Stored data
%%

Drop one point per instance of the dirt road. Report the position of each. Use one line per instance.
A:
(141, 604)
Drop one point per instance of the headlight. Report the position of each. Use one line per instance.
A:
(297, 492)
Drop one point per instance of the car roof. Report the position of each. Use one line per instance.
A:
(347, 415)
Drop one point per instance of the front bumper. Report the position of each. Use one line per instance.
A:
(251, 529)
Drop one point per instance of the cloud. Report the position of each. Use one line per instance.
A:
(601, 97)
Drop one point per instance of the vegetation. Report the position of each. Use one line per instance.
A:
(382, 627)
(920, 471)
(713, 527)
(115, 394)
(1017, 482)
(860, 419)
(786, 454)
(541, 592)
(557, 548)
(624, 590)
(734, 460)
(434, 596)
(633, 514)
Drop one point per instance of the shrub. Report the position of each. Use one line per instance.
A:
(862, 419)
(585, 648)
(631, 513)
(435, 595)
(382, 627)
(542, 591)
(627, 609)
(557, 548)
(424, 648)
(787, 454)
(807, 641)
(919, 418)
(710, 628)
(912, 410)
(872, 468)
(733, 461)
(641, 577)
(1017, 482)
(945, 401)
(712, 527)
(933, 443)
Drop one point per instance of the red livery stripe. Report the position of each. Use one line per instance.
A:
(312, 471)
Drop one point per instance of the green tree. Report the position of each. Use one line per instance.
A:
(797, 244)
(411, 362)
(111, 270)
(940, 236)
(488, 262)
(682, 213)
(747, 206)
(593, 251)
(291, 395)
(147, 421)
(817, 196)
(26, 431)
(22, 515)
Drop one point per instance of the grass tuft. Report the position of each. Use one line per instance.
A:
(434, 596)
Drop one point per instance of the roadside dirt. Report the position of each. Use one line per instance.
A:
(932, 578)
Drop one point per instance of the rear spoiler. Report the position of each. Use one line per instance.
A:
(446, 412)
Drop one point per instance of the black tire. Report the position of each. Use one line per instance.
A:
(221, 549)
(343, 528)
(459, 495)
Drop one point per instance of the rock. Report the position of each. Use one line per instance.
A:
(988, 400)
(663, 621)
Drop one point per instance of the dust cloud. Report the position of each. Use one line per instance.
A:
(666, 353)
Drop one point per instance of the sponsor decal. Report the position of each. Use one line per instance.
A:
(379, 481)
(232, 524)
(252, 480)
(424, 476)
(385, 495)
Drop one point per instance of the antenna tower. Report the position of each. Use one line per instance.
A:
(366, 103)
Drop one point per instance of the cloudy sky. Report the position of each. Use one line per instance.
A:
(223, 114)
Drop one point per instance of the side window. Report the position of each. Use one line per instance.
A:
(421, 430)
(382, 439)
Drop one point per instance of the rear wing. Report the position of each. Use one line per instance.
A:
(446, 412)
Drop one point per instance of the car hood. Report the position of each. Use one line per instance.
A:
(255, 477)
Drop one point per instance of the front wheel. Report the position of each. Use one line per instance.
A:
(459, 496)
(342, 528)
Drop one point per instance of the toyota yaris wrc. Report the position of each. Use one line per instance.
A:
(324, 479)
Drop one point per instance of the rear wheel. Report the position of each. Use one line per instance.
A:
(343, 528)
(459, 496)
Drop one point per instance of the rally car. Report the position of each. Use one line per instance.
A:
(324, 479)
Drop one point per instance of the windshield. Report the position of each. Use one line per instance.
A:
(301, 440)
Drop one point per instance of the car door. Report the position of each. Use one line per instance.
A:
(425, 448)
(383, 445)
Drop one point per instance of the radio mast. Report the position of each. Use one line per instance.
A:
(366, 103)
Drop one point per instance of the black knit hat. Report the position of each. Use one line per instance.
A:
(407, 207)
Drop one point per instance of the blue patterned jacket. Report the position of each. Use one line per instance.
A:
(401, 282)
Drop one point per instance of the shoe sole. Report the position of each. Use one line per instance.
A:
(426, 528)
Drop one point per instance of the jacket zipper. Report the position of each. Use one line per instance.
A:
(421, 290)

%%

#### [TASK GOAL]
Give the data again, exactly as it appears above.

#### [FINISHED EXERCISE]
Drop one point per instance of the dirt road. Report the position of each. Use one line per instance.
A:
(141, 604)
Drop one point per instance of the headlight. Report the position of each. Use one line per instance.
A:
(297, 492)
Drop one point per instance of the car roof. Report the position of each. Use one line per instance.
A:
(347, 415)
Drop one point per instance of the front bumper. Report the position of each. Use one line per instance.
A:
(251, 529)
Drop one point per instance of the cloud. Report the position of each. Use one line per instance.
A:
(601, 97)
Drop one point per instance of the vegetation. Report the position of each. Use one line per instance.
A:
(382, 627)
(920, 471)
(713, 527)
(115, 394)
(1017, 482)
(860, 419)
(786, 454)
(541, 592)
(557, 548)
(624, 590)
(734, 460)
(434, 596)
(633, 514)
Drop one point per instance of the shrub. Report the position of each. Use one line per instance.
A:
(862, 419)
(585, 648)
(631, 513)
(435, 595)
(382, 627)
(542, 591)
(627, 609)
(557, 548)
(424, 648)
(787, 454)
(807, 641)
(919, 418)
(710, 628)
(912, 410)
(872, 468)
(733, 461)
(641, 577)
(1017, 482)
(945, 401)
(712, 527)
(933, 443)
Drop one point per instance of the red livery stripe. Report the position of each. Use one line per instance.
A:
(312, 471)
Drop one point per instance of the green tree. Report the position of each. Use one line per instance.
A:
(797, 244)
(411, 362)
(111, 270)
(940, 236)
(488, 262)
(682, 213)
(747, 206)
(593, 251)
(291, 395)
(147, 421)
(817, 196)
(26, 431)
(22, 515)
Drop one point per instance of the grass tuft. Report the position of each. Use one line per instance.
A:
(434, 596)
Drop one point per instance of the roadside dirt. Report the position of each. Use one line per instance.
A:
(932, 578)
Drop one point per instance of the rear spoiler. Report the position of each. Use one line per instance.
A:
(446, 412)
Drop one point per instance of the black tire. Report the position of each. Use one line per instance.
A:
(221, 549)
(343, 528)
(459, 495)
Drop one point per instance of the rock. Report the position of each. Use one line per instance.
A:
(988, 400)
(663, 621)
Drop one point per instance of the dust cloud. Report the position of each. Use one line per instance.
A:
(666, 353)
Drop one point per instance of the sponsor decal. Report the position of each. Use one line per instance.
A:
(379, 481)
(232, 524)
(252, 480)
(424, 476)
(385, 495)
Drop one point per instance of the antenna tower. Report the position of each. Use one line per instance.
A:
(366, 103)
Drop one point per instance of the cloudy sky. Report the position of each. Use one line per instance.
A:
(223, 114)
Drop one point per instance of the side window. Report the position of each. Use one line per instance.
A:
(421, 430)
(382, 439)
Drop one point per instance of the rear wing. Report the position of each. Use one line per instance.
A:
(446, 412)
Drop one point per instance of the car hood. Report the position of each. Use one line per instance.
A:
(255, 477)
Drop one point per instance of the front wheel. Report the position of each. Use one line per instance.
A:
(459, 496)
(342, 528)
Drop one point per instance of the toyota yaris wrc. Report the position of each. Use one line per instance.
A:
(324, 479)
Drop one point per instance of the rear wheel. Report the position of each. Use one line per instance.
A:
(343, 528)
(459, 496)
Drop one point per instance of the rally car. Report the position of each. Use one line per instance.
A:
(324, 479)
Drop one point per instance of the windshield. Report the position of each. Use one line per instance.
A:
(301, 440)
Drop one point per instance of the car door. Report the position of each. Use one line per instance.
A:
(425, 448)
(383, 445)
Drop one point per instance of the radio mast. Report the position of each. Use one line per instance.
A:
(366, 103)
Drop one point per instance of the black knit hat. Report the position of each. Use one line per instance.
A:
(407, 207)
Drop one point per instance of the blue patterned jacket. Report the position of each. Use one line per instance.
A:
(401, 282)
Drop one point per instance of the shoe sole. Report the position of each. Use one line per instance.
A:
(426, 528)
Drop one point per instance of the jacket zipper. Report the position of each. Use one line per instance.
A:
(421, 290)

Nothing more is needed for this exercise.